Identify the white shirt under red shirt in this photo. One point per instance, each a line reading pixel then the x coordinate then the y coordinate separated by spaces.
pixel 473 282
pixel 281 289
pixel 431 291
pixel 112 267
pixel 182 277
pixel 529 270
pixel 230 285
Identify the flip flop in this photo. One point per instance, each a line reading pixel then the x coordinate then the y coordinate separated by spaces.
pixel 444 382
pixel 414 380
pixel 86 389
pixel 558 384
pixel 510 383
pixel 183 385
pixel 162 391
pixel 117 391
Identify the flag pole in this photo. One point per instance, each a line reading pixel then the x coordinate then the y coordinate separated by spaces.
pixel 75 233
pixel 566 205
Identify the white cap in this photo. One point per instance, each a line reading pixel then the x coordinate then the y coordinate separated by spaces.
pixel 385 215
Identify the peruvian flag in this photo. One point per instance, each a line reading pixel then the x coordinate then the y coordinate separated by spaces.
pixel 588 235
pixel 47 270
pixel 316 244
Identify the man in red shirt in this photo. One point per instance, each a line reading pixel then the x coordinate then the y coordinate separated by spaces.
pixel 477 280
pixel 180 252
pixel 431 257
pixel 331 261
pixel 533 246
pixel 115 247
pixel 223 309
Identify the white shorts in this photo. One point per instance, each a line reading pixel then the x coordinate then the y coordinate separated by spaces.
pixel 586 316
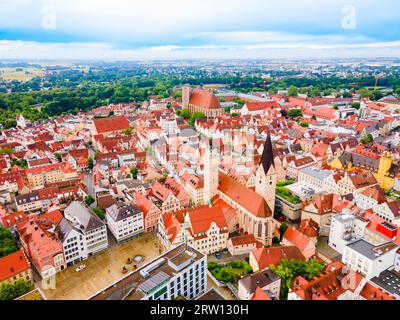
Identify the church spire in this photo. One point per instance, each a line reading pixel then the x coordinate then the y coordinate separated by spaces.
pixel 267 158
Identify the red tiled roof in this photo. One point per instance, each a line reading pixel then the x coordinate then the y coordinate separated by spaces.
pixel 12 265
pixel 259 294
pixel 296 238
pixel 244 196
pixel 243 239
pixel 114 123
pixel 267 256
pixel 13 219
pixel 204 99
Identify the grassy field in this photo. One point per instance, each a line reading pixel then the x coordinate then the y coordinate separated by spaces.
pixel 20 74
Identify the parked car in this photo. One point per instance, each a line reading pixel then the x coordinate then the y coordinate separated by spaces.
pixel 81 267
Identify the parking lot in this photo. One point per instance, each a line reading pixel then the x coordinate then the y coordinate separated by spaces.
pixel 102 269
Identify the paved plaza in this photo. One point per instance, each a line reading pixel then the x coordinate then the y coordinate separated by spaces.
pixel 102 269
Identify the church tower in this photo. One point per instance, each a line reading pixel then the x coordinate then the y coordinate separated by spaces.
pixel 385 164
pixel 266 175
pixel 211 163
pixel 186 93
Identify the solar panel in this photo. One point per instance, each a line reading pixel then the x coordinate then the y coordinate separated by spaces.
pixel 153 281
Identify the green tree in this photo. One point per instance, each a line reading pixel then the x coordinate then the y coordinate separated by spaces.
pixel 6 150
pixel 7 291
pixel 304 124
pixel 100 213
pixel 134 172
pixel 367 139
pixel 185 114
pixel 58 157
pixel 22 286
pixel 10 291
pixel 7 242
pixel 127 131
pixel 282 229
pixel 89 200
pixel 313 268
pixel 292 91
pixel 90 163
pixel 195 116
pixel 287 270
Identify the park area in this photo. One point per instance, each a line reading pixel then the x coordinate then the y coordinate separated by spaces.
pixel 102 269
pixel 231 271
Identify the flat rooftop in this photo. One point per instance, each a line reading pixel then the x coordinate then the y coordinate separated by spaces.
pixel 389 280
pixel 371 251
pixel 148 278
pixel 211 294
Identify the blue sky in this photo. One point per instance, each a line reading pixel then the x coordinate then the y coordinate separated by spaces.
pixel 175 29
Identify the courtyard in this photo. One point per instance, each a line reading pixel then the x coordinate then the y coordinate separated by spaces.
pixel 102 269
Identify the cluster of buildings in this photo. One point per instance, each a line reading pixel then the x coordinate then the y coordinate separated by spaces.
pixel 246 178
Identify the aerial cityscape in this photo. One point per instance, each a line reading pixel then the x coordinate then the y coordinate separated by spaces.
pixel 177 176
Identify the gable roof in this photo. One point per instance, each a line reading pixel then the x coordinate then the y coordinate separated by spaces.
pixel 296 238
pixel 114 123
pixel 12 264
pixel 204 99
pixel 267 256
pixel 244 196
pixel 267 158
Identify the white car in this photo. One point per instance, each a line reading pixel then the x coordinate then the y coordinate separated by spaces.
pixel 81 267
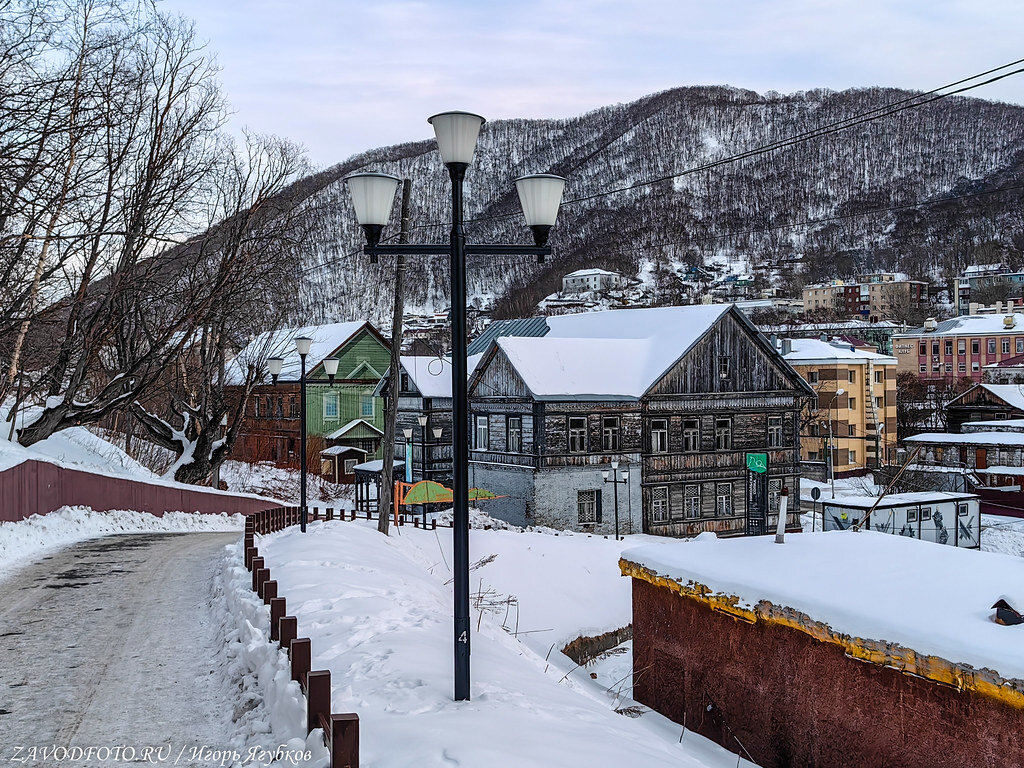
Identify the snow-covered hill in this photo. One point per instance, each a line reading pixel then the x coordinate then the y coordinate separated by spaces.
pixel 734 218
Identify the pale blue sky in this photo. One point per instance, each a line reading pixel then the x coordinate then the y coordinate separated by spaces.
pixel 341 77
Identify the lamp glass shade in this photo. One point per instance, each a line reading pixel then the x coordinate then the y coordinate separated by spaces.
pixel 373 197
pixel 540 196
pixel 457 133
pixel 302 344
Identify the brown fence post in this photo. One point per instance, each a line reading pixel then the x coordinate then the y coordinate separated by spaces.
pixel 317 698
pixel 345 740
pixel 288 631
pixel 278 610
pixel 301 653
pixel 257 564
pixel 269 591
pixel 262 577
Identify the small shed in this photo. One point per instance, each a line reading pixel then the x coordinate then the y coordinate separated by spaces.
pixel 338 463
pixel 833 649
pixel 368 482
pixel 931 516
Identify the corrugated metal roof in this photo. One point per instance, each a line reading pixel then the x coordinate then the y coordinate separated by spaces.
pixel 522 327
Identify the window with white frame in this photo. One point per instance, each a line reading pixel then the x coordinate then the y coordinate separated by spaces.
pixel 658 435
pixel 723 434
pixel 723 499
pixel 691 501
pixel 691 435
pixel 514 436
pixel 330 404
pixel 482 433
pixel 587 506
pixel 609 433
pixel 659 504
pixel 578 434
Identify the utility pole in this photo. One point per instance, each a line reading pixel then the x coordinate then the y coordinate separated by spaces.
pixel 394 377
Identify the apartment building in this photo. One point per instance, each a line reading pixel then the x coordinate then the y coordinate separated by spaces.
pixel 961 347
pixel 856 395
pixel 875 296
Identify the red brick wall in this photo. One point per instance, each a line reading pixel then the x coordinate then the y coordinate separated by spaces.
pixel 38 487
pixel 793 700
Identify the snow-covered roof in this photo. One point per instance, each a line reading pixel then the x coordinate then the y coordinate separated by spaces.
pixel 931 598
pixel 1013 394
pixel 969 438
pixel 336 450
pixel 339 433
pixel 281 343
pixel 430 374
pixel 609 354
pixel 815 351
pixel 591 272
pixel 972 325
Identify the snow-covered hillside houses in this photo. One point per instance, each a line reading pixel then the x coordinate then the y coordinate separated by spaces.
pixel 681 397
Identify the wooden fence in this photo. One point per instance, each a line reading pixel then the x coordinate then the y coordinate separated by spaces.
pixel 35 487
pixel 341 732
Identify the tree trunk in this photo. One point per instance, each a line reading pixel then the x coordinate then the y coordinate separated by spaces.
pixel 385 503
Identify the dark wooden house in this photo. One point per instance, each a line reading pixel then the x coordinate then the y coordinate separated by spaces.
pixel 683 399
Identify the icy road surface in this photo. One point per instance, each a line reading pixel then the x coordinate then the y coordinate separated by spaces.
pixel 113 642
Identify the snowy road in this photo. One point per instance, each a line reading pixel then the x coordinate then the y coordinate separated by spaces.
pixel 113 642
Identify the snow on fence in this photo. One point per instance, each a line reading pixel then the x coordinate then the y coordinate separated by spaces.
pixel 341 732
pixel 36 487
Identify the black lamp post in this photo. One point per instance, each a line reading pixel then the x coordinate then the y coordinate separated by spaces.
pixel 615 482
pixel 373 199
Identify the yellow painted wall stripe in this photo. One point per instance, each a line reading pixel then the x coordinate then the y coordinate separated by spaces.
pixel 938 670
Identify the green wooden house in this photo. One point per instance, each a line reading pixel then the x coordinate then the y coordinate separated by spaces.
pixel 344 419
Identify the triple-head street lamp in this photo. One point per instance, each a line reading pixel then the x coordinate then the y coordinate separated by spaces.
pixel 373 199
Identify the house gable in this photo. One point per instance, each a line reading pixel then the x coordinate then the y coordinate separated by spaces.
pixel 752 367
pixel 498 378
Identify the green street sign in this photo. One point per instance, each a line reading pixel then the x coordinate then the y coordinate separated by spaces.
pixel 757 463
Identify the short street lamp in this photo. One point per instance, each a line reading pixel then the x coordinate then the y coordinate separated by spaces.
pixel 615 483
pixel 373 199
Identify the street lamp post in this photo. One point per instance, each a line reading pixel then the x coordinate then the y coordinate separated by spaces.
pixel 615 482
pixel 373 199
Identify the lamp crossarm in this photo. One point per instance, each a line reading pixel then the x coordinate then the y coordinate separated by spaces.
pixel 443 249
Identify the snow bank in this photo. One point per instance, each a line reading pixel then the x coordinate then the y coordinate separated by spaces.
pixel 30 539
pixel 932 598
pixel 378 610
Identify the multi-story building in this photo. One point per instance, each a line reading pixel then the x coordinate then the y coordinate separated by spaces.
pixel 692 402
pixel 343 415
pixel 585 281
pixel 875 297
pixel 972 284
pixel 961 347
pixel 856 395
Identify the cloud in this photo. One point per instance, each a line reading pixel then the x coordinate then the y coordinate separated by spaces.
pixel 342 77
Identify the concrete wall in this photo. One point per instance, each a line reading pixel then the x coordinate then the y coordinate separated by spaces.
pixel 795 701
pixel 39 487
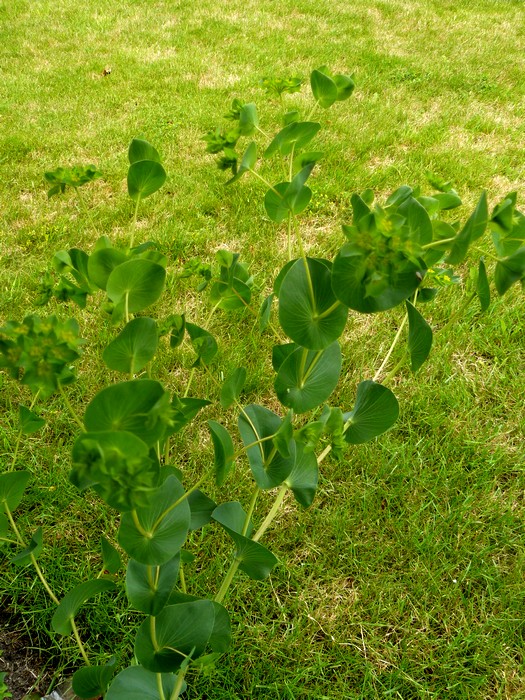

******************************

§ ACTIVITY
Your answer should hold only the lines from the one with "Identify the concrete" through the final line of the listing above, transcribed exactly and without pictures.

§ SOLVED PROBLEM
Identify the concrete wall in this photo. One point per instance, each a line reading pixel then the x coordinate then the y coordinate separated by spaces.
pixel 795 701
pixel 39 487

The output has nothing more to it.